EXERCISE GOAL: How many lines in the material contain the string "counter", counting only case-exact matches? Reply with the number alone.

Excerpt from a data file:
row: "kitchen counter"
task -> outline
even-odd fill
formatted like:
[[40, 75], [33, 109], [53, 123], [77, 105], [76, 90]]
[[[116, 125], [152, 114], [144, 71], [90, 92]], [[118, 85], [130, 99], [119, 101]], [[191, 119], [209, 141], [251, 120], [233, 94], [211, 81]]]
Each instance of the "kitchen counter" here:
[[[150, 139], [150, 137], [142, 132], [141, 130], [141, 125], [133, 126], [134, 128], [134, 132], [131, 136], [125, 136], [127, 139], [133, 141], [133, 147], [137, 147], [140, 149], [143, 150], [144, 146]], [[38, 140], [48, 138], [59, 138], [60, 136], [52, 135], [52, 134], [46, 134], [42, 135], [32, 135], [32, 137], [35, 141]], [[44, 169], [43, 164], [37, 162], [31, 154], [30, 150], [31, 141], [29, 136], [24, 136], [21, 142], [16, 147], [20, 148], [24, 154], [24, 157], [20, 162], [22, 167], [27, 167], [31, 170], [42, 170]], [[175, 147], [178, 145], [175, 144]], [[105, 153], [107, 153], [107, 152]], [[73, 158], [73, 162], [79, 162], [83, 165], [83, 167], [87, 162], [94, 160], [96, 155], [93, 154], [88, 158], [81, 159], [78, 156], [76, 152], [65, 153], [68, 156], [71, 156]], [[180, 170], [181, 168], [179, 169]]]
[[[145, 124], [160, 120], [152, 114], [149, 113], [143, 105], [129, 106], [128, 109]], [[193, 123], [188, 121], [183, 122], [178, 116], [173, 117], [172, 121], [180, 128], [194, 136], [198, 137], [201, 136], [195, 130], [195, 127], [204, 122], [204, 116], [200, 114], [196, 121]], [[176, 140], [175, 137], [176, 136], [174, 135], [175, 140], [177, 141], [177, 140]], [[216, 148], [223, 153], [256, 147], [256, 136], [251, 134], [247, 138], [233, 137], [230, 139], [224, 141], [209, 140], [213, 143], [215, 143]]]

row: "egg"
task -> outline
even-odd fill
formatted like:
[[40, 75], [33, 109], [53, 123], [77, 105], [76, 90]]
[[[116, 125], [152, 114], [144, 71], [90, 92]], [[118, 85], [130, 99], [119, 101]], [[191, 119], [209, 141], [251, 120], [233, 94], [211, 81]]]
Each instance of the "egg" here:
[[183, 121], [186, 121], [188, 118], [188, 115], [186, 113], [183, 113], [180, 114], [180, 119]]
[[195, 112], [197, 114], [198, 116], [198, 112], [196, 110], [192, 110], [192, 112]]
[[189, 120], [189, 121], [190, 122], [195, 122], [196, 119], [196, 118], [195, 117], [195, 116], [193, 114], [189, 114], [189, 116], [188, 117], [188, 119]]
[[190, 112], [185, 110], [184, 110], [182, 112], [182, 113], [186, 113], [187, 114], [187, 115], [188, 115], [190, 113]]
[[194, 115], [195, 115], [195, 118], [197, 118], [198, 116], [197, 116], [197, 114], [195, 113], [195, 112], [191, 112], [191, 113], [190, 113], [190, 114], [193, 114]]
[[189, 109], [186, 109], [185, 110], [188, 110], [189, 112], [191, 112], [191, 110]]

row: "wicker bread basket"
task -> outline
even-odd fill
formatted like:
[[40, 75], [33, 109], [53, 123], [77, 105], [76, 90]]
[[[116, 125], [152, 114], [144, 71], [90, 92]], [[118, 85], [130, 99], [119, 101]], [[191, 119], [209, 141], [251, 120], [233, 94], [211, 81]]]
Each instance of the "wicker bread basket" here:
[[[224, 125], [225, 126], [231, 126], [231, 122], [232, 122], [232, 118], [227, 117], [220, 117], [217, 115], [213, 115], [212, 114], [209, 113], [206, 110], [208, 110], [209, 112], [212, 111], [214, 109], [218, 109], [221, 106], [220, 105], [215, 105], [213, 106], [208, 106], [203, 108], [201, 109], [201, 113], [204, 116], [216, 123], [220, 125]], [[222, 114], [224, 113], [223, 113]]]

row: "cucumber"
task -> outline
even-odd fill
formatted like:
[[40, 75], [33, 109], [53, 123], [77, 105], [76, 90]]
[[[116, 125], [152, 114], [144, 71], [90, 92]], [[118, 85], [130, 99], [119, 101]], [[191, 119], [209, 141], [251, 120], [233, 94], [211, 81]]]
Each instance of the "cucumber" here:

THE REPLY: 2